_TEXT TO READ_:
From Farm To … Loaf

MONIQUE SOURINHO PHOTO

Top baker Peter Abrams and Homa Assadi of Sanctuary Kitchen inside Chabaso.

First came farm to table” conscious eating. Now get ready for farm to loaf.”

New Haven’s Chabaso Bakery is working on that new movement.

The idea is to bring together bakeries and restaurants and supermarkets throughout New England with regional farmers to fuel a local whole-grain economy.

Paul Bass Photo

Fresh whole-grain loaves at Atticus.

Chabaso, a James Street bakery whose 125 employees turn out and distribute over 25,000 loaves a bread a day throughout the Northeast, has started buying more and more of its wheat, rye and oats from local dirt farmers who avoid spraying insecticides (over 20,000 pounds of wheat alone from Connecticut this year). They’ve started making more and more of their bread from non-processed flour, using whole grains.

Its affiliated Atticus Bookstore & Cafe on Chapel Street has been developing small-batch craft sourdough-based loaves (like its porridge bread and country breads) and croissants with the same mission. It plans to bake and sell exclusively whole-grain breads and pastries in 2020.

_WHAT YOU NEED TO DO_:
[1] Answer these questions from the article on Chabaso Bakery:
(a) How many employees does Chabaso have?
(b) How much wheat did Chabaso buy from Connecticut this year?
(c) What does Atticus Bookstore & Cafe plan to do in 2020?
[2] In one to three sentences, use the article on Chabaso Bakery to explain what the "farm to loaf" movement aims to do.
[3] Continue the article on Chabaso Bakery's farm-to-loaf effort from the point where it ends.

_EXCERPTED RECORDS_:
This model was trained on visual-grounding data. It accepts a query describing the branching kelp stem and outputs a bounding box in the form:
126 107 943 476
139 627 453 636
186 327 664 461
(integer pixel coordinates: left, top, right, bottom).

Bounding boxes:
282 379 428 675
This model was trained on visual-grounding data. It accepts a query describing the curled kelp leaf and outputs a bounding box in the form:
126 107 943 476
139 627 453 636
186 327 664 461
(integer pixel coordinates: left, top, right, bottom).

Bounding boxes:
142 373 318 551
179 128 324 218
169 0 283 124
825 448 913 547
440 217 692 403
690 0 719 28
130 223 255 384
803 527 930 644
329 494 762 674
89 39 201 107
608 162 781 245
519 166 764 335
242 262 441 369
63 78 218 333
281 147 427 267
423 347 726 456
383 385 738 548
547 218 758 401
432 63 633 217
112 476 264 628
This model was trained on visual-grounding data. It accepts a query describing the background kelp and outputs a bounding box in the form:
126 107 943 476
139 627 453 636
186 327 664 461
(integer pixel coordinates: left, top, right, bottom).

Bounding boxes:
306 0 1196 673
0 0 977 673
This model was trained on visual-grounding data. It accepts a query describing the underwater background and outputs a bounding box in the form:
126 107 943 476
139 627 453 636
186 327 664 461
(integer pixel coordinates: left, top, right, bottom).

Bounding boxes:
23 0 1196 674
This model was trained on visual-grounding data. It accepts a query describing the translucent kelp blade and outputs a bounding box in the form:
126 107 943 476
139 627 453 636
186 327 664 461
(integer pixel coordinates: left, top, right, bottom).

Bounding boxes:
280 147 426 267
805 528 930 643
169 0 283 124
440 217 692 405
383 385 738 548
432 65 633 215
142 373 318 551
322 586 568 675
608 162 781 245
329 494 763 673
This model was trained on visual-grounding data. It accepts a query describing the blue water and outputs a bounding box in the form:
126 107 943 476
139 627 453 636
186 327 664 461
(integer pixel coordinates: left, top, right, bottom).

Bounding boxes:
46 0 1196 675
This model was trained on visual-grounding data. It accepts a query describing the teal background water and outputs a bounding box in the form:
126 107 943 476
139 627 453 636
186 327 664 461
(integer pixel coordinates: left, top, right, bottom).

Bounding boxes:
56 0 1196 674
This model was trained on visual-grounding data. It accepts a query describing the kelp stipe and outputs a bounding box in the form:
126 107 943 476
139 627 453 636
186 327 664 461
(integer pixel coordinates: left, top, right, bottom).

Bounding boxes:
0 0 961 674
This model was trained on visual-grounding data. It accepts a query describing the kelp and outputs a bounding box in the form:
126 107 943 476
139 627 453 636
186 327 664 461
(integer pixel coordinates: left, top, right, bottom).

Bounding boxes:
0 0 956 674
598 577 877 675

_ANSWER SET_:
[1]
(a) 125 employees.
(b) Over 20,000 pounds.
(c) Bake and sell only whole-grain breads and pastries.

[2] It aims to connect bakeries, restaurants and supermarkets across New England with farmers in the region. The goal is to fuel a local whole-grain economy.

[3]
And the Chabaso team has reached out to growers, bakers, supermarkets, and millers throughout New England to develop a network that grows, contracts, bakes and sells in tandem creating a Northeast grain economy.” It held its first Grain Gab” here this fall, with plans to keep going. (Click here to learn more.) They’re seeking to bring whole-grains into mainstream grocery stores as well as specialty niche bakeries. The reasons are manifold: It’s more healthful for people (to eat that way) and for the planet (to avoid transporting grain or flour across the country). It tastes great. It can support and create local jobs and businesses.

Chabaso loaves

Charles Negaro Jr., who recently took over full control of Atticus and Chabaso from his father, first got the idea for the New England network after visiting a similar one in the Pacific Northwest. Negaro; Chabaso communications chief Reed Immer; and Chabaso head baker Peter Abrams spoke about how they’re developing their idea, and why, during a visit to WNHH FM’s Dateline New Haven” program. Click on the video below to watch the interview. (And click here to find out how to order a holiday farm to loaf” bundle.)

Our Local Grains Journey”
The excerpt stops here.